* Exercise instructions: Write out the full set of records exactly. Any pictures in them do not belong in the copy.

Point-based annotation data
+ + + + + + +

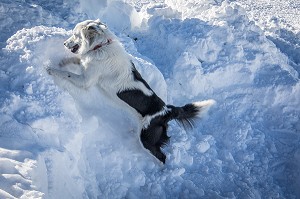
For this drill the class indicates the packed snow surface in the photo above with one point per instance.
(243, 54)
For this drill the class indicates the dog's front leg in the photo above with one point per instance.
(69, 60)
(81, 81)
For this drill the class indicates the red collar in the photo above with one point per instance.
(109, 41)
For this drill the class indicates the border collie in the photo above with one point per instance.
(106, 65)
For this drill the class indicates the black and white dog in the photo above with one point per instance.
(105, 64)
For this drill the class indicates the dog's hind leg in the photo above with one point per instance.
(154, 137)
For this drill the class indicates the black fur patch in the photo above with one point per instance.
(155, 136)
(145, 105)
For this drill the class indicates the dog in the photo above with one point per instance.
(105, 64)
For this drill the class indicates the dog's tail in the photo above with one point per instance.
(187, 114)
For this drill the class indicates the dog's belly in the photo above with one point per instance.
(143, 104)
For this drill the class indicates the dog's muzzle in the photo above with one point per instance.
(73, 49)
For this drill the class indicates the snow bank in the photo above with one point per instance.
(55, 144)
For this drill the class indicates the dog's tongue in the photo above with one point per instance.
(75, 48)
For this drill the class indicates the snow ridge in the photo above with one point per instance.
(55, 144)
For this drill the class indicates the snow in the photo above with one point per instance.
(243, 54)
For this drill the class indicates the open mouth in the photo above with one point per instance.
(75, 48)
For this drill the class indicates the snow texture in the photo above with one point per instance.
(243, 54)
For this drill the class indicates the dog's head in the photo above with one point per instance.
(87, 36)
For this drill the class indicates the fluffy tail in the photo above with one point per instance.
(187, 114)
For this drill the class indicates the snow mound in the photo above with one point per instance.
(55, 144)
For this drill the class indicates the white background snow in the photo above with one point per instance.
(244, 54)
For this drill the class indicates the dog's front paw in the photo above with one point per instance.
(69, 60)
(49, 70)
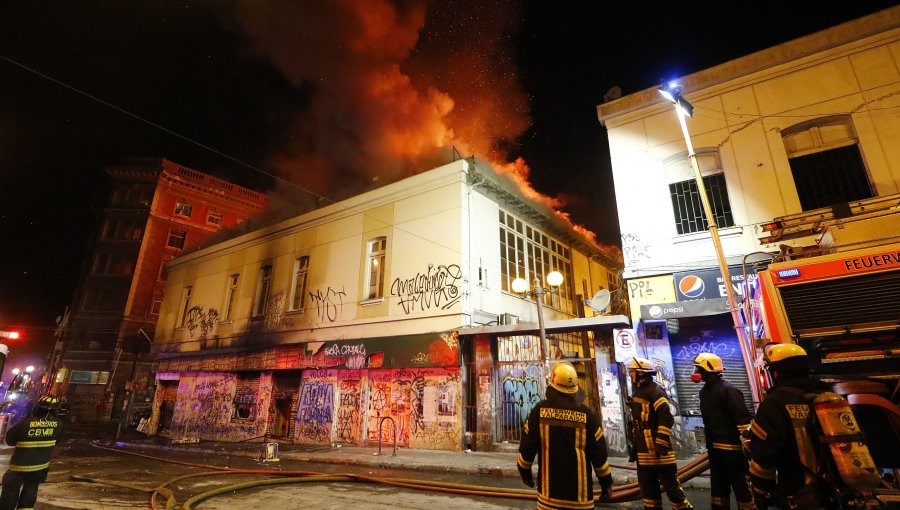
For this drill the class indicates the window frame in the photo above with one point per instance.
(376, 254)
(263, 287)
(301, 269)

+ + + + + + +

* Full solution:
For this drill the class indicates the packed snow surface in the photo above with one point per instance.
(243, 54)
For this drill the class indicates the dog's front leg in the photo above with one point per instance.
(69, 60)
(81, 81)
For this drill the class indicates the red collar in the photo above with one point per instance.
(109, 41)
For this drill the class indicates the border collie in the photo above with one point per instance.
(106, 65)
For this drill the class indicates the black and white dog in the photo above with one point per instance.
(105, 64)
For this drill the class indicates the dog's hind leg in the photo above with one point per instance.
(154, 137)
For this drill the class indicates the black fur patch in the photo above with one point per instance.
(155, 136)
(145, 105)
For this drill the class indicates the dog in the photo above with one point per instance.
(105, 64)
For this drill the class indicates the dog's tail in the photo above with one point per instance.
(187, 114)
For this drill the class indicates the dog's belly in the photo above with one point per instance.
(143, 104)
For this drill the class indicates the dog's muzzle in the photo above with one point per instance.
(73, 49)
For this drill the class indicates the snow bank in the photo above with one point per instance.
(55, 144)
For this drill the class indicates the dog's tongue in the photo above with one point per instance.
(75, 48)
For this drill the class indicates the snow ridge in the photo above with one point per instance.
(55, 144)
For this drill the class indicates the snow in the photo above with one point per instance.
(243, 54)
For this drill the class indicates the open mouth in the photo above with one point per instance.
(75, 48)
For this drill the class indicates the snow texture in the photo above with one point per instance.
(243, 54)
For this drill the class indicates the dog's head in the photo above with one point per instance.
(87, 36)
For this drill the class indicates the fluffy tail in the photo above with one point per instance.
(187, 114)
For this drill the class indicates the snow mound in the photo above with one point per instance.
(55, 144)
For this drill the class indicates the white background snow in the photo above with one point per instance.
(244, 54)
For this drill the class indicates the dog's front paw in the photo above with one point per instance.
(69, 60)
(49, 70)
For this drill the class indicates the window frame in the photo above with one point per instance.
(376, 254)
(263, 287)
(301, 269)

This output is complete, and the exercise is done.